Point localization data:
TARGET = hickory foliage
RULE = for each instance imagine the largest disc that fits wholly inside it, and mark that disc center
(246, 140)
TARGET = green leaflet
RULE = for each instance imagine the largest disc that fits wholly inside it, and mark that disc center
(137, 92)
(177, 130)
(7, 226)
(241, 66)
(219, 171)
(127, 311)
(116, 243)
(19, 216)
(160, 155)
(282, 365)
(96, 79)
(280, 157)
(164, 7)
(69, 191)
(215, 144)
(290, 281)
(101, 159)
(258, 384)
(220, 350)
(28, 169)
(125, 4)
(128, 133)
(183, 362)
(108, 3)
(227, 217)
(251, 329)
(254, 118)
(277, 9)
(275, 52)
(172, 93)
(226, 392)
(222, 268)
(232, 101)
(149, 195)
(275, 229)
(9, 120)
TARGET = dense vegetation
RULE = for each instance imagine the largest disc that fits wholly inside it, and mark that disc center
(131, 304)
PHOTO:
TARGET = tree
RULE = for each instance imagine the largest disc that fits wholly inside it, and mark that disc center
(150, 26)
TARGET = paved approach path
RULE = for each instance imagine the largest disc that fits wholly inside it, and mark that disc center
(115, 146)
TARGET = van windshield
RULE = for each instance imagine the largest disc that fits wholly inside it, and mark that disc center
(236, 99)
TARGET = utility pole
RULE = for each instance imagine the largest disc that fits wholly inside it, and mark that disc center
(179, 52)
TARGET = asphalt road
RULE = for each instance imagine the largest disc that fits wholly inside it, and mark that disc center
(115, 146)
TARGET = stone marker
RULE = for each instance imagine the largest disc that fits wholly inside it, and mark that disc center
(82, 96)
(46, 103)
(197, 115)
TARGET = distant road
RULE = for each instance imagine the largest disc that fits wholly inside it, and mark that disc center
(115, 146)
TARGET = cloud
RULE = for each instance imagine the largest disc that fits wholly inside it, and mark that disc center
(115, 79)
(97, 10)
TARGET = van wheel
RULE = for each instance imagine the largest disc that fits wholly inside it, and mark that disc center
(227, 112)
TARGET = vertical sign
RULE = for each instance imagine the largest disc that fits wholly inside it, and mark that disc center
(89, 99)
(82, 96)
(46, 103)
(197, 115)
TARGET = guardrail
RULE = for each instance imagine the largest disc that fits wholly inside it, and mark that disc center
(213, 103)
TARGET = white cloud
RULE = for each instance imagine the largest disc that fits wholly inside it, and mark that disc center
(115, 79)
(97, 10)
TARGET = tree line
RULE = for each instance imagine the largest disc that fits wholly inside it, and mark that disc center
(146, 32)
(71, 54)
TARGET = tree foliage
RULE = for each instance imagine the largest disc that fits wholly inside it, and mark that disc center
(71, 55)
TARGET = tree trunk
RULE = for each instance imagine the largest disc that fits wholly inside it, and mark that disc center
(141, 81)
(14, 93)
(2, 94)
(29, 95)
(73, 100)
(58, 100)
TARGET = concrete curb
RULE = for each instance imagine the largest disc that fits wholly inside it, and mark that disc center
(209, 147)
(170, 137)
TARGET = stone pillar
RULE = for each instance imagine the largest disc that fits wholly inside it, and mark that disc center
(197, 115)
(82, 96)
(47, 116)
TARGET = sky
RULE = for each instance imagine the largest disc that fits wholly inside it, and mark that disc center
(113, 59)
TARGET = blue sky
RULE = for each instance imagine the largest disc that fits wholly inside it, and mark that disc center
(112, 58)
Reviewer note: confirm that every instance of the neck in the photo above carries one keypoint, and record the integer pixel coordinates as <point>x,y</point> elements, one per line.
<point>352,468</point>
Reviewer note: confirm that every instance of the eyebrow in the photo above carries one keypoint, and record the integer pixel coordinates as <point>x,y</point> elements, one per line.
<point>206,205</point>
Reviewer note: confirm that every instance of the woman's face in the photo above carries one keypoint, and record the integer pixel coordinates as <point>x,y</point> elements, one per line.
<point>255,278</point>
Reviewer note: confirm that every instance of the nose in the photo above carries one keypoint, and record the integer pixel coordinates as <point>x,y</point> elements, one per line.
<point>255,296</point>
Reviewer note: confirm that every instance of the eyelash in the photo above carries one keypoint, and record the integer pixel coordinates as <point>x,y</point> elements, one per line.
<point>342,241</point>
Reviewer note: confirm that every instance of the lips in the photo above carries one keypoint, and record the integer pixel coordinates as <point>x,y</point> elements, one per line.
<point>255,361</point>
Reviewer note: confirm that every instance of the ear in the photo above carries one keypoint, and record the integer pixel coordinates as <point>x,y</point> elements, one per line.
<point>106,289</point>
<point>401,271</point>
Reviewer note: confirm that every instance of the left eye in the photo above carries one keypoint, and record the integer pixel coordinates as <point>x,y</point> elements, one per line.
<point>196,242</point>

**EXERCISE GOAL**
Your output should match the records above word for word.

**REPLY**
TARGET = hickory foliage
RULE = for each instance imagine the largest disc that fits wholly inside it, and mark that disc center
(246, 140)
TARGET = green leaflet
RULE = for each instance imagine the largest disc that fits wholly inside it, and mark that disc center
(137, 92)
(177, 130)
(7, 226)
(241, 66)
(219, 171)
(127, 311)
(116, 243)
(19, 216)
(160, 155)
(282, 365)
(96, 79)
(280, 157)
(164, 7)
(69, 191)
(215, 144)
(290, 281)
(101, 159)
(258, 384)
(220, 350)
(28, 169)
(125, 4)
(128, 133)
(183, 362)
(108, 3)
(227, 217)
(251, 329)
(254, 118)
(277, 9)
(275, 52)
(172, 93)
(226, 392)
(222, 268)
(232, 101)
(149, 195)
(275, 229)
(9, 120)
TARGET = dense vegetation
RULE = for each instance imagine the largest disc that fits wholly inside it, and mark that disc center
(131, 304)
PHOTO:
TARGET = tree
RULE = for each instance imagine the largest disc that fits wholly inside it, and mark that disc center
(150, 26)
TARGET = paved approach path
RULE = for each instance imagine the largest disc that fits wholly inside it, and mark that disc center
(115, 146)
TARGET = van windshield
RULE = for each instance imagine the largest disc that fits wholly inside it, and mark that disc center
(236, 99)
TARGET = utility pole
RULE = for each instance imagine the largest disc that fits wholly inside it, and mark that disc center
(179, 52)
TARGET = asphalt road
RULE = for each instance imagine the largest disc that fits wholly inside it, and mark that disc center
(115, 146)
TARGET = stone marker
RULE = for each instance imagine the largest disc that fits wholly inside it, and mark that disc center
(82, 96)
(46, 103)
(197, 115)
TARGET = distant road
RULE = for each instance imagine the largest disc that fits wholly inside it, and mark that disc center
(115, 146)
TARGET = cloud
RULE = for each instance imagine the largest disc that fits wholly inside it, and mark that disc center
(115, 79)
(97, 10)
TARGET = van wheel
RULE = for each instance imagine the largest disc that fits wholly inside it, and mark that disc center
(227, 112)
TARGET = vertical sign
RULE = for each instance imagine the largest disc that fits wholly inside it, and mark that disc center
(89, 99)
(82, 96)
(46, 103)
(197, 115)
TARGET = guardrail
RULE = for each instance imagine the largest disc that fits wholly inside it, and mark that disc center
(213, 103)
TARGET = white cloud
RULE = for each instance imagine the largest disc that fits wholly inside it, and mark that disc center
(115, 79)
(97, 10)
TARGET = tree line
RULE = for each instance imagine the largest disc that fits wholly inside it, and mark that disc center
(146, 32)
(71, 54)
TARGET = tree foliage
RULE = for each instance imagine the largest disc that fits wholly inside it, and mark that disc center
(71, 55)
TARGET = tree trunk
RULE = for each instance imagine the largest disc that fits wholly inside it, and mark that disc center
(141, 81)
(14, 93)
(2, 94)
(29, 95)
(73, 100)
(58, 100)
TARGET = concrete curb
RULE = for each instance imagine the largest disc that fits wholly inside it, and mark that disc center
(209, 147)
(170, 137)
TARGET = stone pillar
RULE = for each instance imagine the largest disc that fits wholly inside it, and mark that disc center
(197, 115)
(82, 96)
(47, 116)
TARGET = sky
RULE = for each instance imagine the largest disc that fits wholly inside it, and mark that disc center
(113, 59)
TARGET = blue sky
RULE = for each instance imagine the largest disc that fits wholly inside it, and mark that disc center
(112, 58)
Reviewer note: confirm that every instance of the neck in the photo above carries one keypoint, and record the integer pixel coordinates as <point>x,y</point> elements, one per line.
<point>352,468</point>
Reviewer note: confirm that every instance of the eyebrow in the photo above carries one keypoint, and record the integer pixel coordinates as <point>x,y</point> elements, one per line.
<point>206,205</point>
Reviewer note: confirm that every instance of the woman's face in the photo above carries one keypoint, and record the integer pixel coordinates as <point>x,y</point> elements, one per line.
<point>255,278</point>
Reviewer note: confirm that every instance of the nose in the photo above carries one keypoint, and record the integer pixel coordinates as <point>x,y</point> elements, one per line.
<point>255,296</point>
Reviewer note: confirm that every instance of the eyelash in the photo above carries one keypoint, and record the integer pixel coordinates as <point>x,y</point> elements, one per line.
<point>342,241</point>
Reviewer note: confirm that every instance of the lips in the photo above carries one keypoint, and record the integer pixel coordinates as <point>x,y</point> elements, one per line.
<point>255,361</point>
Reviewer note: confirm that every instance of the ear in the photo above carries one keypoint, and record the integer pixel coordinates as <point>x,y</point> elements, one per line.
<point>106,289</point>
<point>401,271</point>
Reviewer note: confirm that every instance of the left eye in the photo above carries one keypoint, and record the integer pixel coordinates as <point>x,y</point> elements, one per line.
<point>196,242</point>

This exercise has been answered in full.